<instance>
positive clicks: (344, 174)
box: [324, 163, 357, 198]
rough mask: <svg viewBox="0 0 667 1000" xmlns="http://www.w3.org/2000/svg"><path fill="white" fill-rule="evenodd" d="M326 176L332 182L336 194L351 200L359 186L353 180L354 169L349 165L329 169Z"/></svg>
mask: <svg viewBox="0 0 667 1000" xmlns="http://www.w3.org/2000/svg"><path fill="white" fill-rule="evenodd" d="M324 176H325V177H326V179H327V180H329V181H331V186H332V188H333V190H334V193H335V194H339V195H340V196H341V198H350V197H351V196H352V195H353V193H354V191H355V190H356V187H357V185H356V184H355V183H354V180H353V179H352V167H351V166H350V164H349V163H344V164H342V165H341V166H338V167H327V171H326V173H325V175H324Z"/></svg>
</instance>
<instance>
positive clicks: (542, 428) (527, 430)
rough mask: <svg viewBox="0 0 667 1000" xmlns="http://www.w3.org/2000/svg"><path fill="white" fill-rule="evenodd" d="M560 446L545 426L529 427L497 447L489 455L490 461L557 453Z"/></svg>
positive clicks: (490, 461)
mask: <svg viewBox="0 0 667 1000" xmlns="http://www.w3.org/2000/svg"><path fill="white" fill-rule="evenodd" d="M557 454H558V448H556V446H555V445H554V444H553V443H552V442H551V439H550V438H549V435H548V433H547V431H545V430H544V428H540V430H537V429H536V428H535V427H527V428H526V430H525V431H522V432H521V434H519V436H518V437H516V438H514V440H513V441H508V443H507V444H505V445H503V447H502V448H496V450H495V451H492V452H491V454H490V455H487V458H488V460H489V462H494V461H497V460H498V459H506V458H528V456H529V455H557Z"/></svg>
--------
● ACTIVITY:
Copy exactly the lines running from the one that holds "</instance>" to the last line of the listing above. Include both of those lines.

● RESPONSE FOR THIS EXERCISE:
</instance>
<instance>
positive clicks: (542, 428) (527, 430)
rough mask: <svg viewBox="0 0 667 1000" xmlns="http://www.w3.org/2000/svg"><path fill="white" fill-rule="evenodd" d="M560 446L545 426L529 427L497 447L489 455L490 461L557 453Z"/></svg>
positive clicks: (490, 461)
mask: <svg viewBox="0 0 667 1000" xmlns="http://www.w3.org/2000/svg"><path fill="white" fill-rule="evenodd" d="M557 454H558V448H556V446H555V445H554V444H553V443H552V442H551V439H550V438H549V435H548V433H547V431H545V430H544V428H540V430H537V429H536V428H535V427H527V428H526V430H525V431H522V432H521V434H519V436H518V437H516V438H514V440H513V441H508V443H507V444H505V445H503V447H502V448H496V450H495V451H492V452H491V454H490V455H487V458H488V460H489V462H494V461H497V460H498V459H506V458H528V456H529V455H557Z"/></svg>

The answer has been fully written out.